>>>

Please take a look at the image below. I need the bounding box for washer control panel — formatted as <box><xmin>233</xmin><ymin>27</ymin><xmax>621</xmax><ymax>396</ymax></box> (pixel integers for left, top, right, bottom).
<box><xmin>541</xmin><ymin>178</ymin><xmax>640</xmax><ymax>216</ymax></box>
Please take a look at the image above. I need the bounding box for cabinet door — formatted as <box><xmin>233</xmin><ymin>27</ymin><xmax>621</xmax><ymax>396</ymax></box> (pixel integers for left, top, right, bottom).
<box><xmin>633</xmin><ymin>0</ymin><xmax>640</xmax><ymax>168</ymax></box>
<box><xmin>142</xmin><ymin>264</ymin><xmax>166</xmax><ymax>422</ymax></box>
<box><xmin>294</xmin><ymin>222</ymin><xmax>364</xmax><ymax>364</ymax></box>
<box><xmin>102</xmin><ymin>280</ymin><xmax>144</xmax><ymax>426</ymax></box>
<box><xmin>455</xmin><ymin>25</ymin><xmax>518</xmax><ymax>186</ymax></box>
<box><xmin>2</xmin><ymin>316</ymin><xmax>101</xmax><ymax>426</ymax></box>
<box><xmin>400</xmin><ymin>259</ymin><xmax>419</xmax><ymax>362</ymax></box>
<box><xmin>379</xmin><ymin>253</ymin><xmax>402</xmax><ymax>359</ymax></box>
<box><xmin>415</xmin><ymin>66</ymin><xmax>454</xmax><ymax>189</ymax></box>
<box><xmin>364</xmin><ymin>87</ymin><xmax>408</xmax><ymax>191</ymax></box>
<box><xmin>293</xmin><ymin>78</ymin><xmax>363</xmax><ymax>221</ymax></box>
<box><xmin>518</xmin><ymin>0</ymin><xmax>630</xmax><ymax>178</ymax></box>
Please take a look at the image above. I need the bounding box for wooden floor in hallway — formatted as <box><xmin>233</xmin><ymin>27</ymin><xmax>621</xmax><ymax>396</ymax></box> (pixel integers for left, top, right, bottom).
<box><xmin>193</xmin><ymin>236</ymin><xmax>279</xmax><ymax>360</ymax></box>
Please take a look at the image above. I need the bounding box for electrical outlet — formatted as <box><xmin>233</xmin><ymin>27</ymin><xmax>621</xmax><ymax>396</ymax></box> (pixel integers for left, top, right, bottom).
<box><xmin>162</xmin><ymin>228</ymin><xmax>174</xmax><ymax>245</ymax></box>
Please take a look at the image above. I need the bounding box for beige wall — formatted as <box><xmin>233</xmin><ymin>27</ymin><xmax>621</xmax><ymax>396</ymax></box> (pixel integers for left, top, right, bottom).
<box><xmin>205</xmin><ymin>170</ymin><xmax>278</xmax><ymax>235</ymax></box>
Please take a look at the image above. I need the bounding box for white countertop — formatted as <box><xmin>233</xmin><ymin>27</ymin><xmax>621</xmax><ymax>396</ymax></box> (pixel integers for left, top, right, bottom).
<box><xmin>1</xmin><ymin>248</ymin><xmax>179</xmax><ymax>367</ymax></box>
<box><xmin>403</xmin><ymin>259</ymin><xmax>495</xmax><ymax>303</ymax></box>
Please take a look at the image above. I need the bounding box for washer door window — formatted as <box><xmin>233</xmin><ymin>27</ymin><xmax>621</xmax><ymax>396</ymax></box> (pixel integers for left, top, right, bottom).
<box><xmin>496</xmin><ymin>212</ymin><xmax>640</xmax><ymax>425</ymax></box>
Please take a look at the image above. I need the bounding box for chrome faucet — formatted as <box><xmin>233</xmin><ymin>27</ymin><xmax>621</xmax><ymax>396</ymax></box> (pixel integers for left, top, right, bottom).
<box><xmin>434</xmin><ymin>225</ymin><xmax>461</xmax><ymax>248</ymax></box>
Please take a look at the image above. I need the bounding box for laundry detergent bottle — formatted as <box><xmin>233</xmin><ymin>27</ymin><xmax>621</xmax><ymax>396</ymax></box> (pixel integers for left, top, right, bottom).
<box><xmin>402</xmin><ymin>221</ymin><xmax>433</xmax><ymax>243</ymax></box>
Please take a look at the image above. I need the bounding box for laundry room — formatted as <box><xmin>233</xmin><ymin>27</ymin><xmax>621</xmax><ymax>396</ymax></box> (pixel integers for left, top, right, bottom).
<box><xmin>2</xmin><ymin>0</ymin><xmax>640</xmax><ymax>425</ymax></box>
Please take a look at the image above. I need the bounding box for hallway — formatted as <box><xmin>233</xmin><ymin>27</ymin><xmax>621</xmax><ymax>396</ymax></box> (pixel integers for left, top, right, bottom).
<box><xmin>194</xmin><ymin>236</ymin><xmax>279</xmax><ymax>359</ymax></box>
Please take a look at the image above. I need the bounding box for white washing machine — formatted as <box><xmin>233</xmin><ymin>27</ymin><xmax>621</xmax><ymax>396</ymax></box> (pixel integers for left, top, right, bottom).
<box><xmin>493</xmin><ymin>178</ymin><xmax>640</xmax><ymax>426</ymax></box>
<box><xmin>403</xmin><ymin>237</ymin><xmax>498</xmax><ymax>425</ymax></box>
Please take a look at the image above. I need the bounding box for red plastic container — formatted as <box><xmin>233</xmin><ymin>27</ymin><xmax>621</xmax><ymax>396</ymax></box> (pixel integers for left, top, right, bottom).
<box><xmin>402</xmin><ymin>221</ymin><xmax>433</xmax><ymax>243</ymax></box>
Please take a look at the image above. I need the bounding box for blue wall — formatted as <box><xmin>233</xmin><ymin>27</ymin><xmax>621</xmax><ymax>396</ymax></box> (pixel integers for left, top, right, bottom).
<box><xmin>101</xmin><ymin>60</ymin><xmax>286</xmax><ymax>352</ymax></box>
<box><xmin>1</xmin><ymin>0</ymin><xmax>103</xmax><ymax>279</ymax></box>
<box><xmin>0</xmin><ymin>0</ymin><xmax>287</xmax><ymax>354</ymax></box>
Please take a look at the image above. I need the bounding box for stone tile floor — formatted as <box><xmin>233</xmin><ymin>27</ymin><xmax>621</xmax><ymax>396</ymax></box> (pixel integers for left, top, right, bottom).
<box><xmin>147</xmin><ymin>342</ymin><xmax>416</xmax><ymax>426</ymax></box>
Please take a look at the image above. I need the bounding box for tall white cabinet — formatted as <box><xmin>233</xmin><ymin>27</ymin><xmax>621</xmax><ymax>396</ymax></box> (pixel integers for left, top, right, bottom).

<<<

EXERCISE OBJECTIVE :: Could you transcribe every entry exactly, without altering anything?

YOUR RESPONSE ::
Please take a look at the image below. I need the bounding box for washer control panel — formatted as <box><xmin>233</xmin><ymin>27</ymin><xmax>621</xmax><ymax>396</ymax></box> (pixel integers for left, top, right, bottom).
<box><xmin>541</xmin><ymin>178</ymin><xmax>640</xmax><ymax>216</ymax></box>
Please take a look at the image above. I need the bounding box for cabinet door — formatted as <box><xmin>233</xmin><ymin>27</ymin><xmax>621</xmax><ymax>396</ymax></box> (pixel integers for left, top, right, bottom).
<box><xmin>633</xmin><ymin>0</ymin><xmax>640</xmax><ymax>168</ymax></box>
<box><xmin>142</xmin><ymin>264</ymin><xmax>166</xmax><ymax>422</ymax></box>
<box><xmin>294</xmin><ymin>222</ymin><xmax>364</xmax><ymax>364</ymax></box>
<box><xmin>102</xmin><ymin>280</ymin><xmax>144</xmax><ymax>426</ymax></box>
<box><xmin>455</xmin><ymin>25</ymin><xmax>518</xmax><ymax>186</ymax></box>
<box><xmin>2</xmin><ymin>316</ymin><xmax>101</xmax><ymax>426</ymax></box>
<box><xmin>400</xmin><ymin>259</ymin><xmax>419</xmax><ymax>362</ymax></box>
<box><xmin>379</xmin><ymin>253</ymin><xmax>402</xmax><ymax>359</ymax></box>
<box><xmin>415</xmin><ymin>66</ymin><xmax>454</xmax><ymax>189</ymax></box>
<box><xmin>364</xmin><ymin>87</ymin><xmax>408</xmax><ymax>191</ymax></box>
<box><xmin>293</xmin><ymin>78</ymin><xmax>363</xmax><ymax>221</ymax></box>
<box><xmin>518</xmin><ymin>0</ymin><xmax>630</xmax><ymax>178</ymax></box>
Please take a look at the image above. I need the bounding box for wooden floor in hallway — formatted as <box><xmin>233</xmin><ymin>27</ymin><xmax>621</xmax><ymax>396</ymax></box> (pixel integers for left, top, right, bottom).
<box><xmin>193</xmin><ymin>236</ymin><xmax>279</xmax><ymax>360</ymax></box>
Please take a look at the image above. I need the bounding box for electrical outlet — formatted as <box><xmin>233</xmin><ymin>27</ymin><xmax>621</xmax><ymax>396</ymax></box> (pixel integers for left, top, right, bottom).
<box><xmin>162</xmin><ymin>228</ymin><xmax>174</xmax><ymax>245</ymax></box>
Please take a look at the image above. I need the bounding box for beige wall — formatted as <box><xmin>233</xmin><ymin>27</ymin><xmax>621</xmax><ymax>396</ymax></box> (pixel integers for left, top, right, bottom).
<box><xmin>205</xmin><ymin>170</ymin><xmax>278</xmax><ymax>235</ymax></box>
Please take a look at the image above. I need the bounding box for white countertop — formatted as <box><xmin>233</xmin><ymin>27</ymin><xmax>621</xmax><ymax>396</ymax></box> (pixel integers for left, top, right, bottom).
<box><xmin>1</xmin><ymin>248</ymin><xmax>179</xmax><ymax>367</ymax></box>
<box><xmin>403</xmin><ymin>259</ymin><xmax>495</xmax><ymax>303</ymax></box>
Please take a look at the image above. I need the bounding box for washer door window — formatted as <box><xmin>233</xmin><ymin>27</ymin><xmax>621</xmax><ymax>396</ymax></box> (pixel integers for left, top, right, bottom).
<box><xmin>496</xmin><ymin>212</ymin><xmax>640</xmax><ymax>425</ymax></box>
Please take a look at the image above. I need the bounding box for chrome faucet — formatted as <box><xmin>233</xmin><ymin>27</ymin><xmax>621</xmax><ymax>396</ymax></box> (pixel integers for left, top, right, bottom).
<box><xmin>434</xmin><ymin>225</ymin><xmax>461</xmax><ymax>248</ymax></box>
Please take a look at the image above. I need the bounding box for laundry detergent bottle — formatted as <box><xmin>233</xmin><ymin>27</ymin><xmax>621</xmax><ymax>396</ymax></box> (pixel integers for left, top, right, bottom).
<box><xmin>402</xmin><ymin>221</ymin><xmax>433</xmax><ymax>243</ymax></box>
Please take a look at the image above. I need the bounding box for laundry room — formatted as <box><xmin>233</xmin><ymin>27</ymin><xmax>621</xmax><ymax>396</ymax></box> (pixel integers for left, top, right, bottom).
<box><xmin>2</xmin><ymin>0</ymin><xmax>640</xmax><ymax>425</ymax></box>
Please take a look at the image above. I need the bounding box for hallway — formatted as <box><xmin>233</xmin><ymin>27</ymin><xmax>621</xmax><ymax>396</ymax></box> (pixel integers for left, top, right, bottom).
<box><xmin>194</xmin><ymin>236</ymin><xmax>279</xmax><ymax>359</ymax></box>
Please take a look at the image above. I need the bounding box for white washing machine — formatted as <box><xmin>233</xmin><ymin>27</ymin><xmax>621</xmax><ymax>396</ymax></box> (pixel integers for left, top, right, bottom).
<box><xmin>493</xmin><ymin>178</ymin><xmax>640</xmax><ymax>426</ymax></box>
<box><xmin>403</xmin><ymin>237</ymin><xmax>498</xmax><ymax>425</ymax></box>
Please take a look at the image above. I need the bounding box for red plastic container — formatted as <box><xmin>233</xmin><ymin>27</ymin><xmax>621</xmax><ymax>396</ymax></box> (pixel integers for left, top, right, bottom).
<box><xmin>402</xmin><ymin>221</ymin><xmax>433</xmax><ymax>243</ymax></box>
Please take a look at the image above. I need the bounding box for blue wall — formatted as <box><xmin>233</xmin><ymin>27</ymin><xmax>621</xmax><ymax>396</ymax></box> (pixel integers for left, top, right, bottom).
<box><xmin>101</xmin><ymin>60</ymin><xmax>286</xmax><ymax>352</ymax></box>
<box><xmin>1</xmin><ymin>0</ymin><xmax>103</xmax><ymax>279</ymax></box>
<box><xmin>0</xmin><ymin>0</ymin><xmax>287</xmax><ymax>354</ymax></box>
Please take a look at the image above. I need the bounding box for stone tile floor — formatted as <box><xmin>233</xmin><ymin>27</ymin><xmax>621</xmax><ymax>396</ymax></box> (pixel integers for left, top, right, bottom).
<box><xmin>147</xmin><ymin>342</ymin><xmax>416</xmax><ymax>426</ymax></box>
Please take a look at the image above. I need the bounding box for tall white cabinet — formatted as <box><xmin>233</xmin><ymin>27</ymin><xmax>621</xmax><ymax>396</ymax></box> (pixel integers for left, top, right, bottom).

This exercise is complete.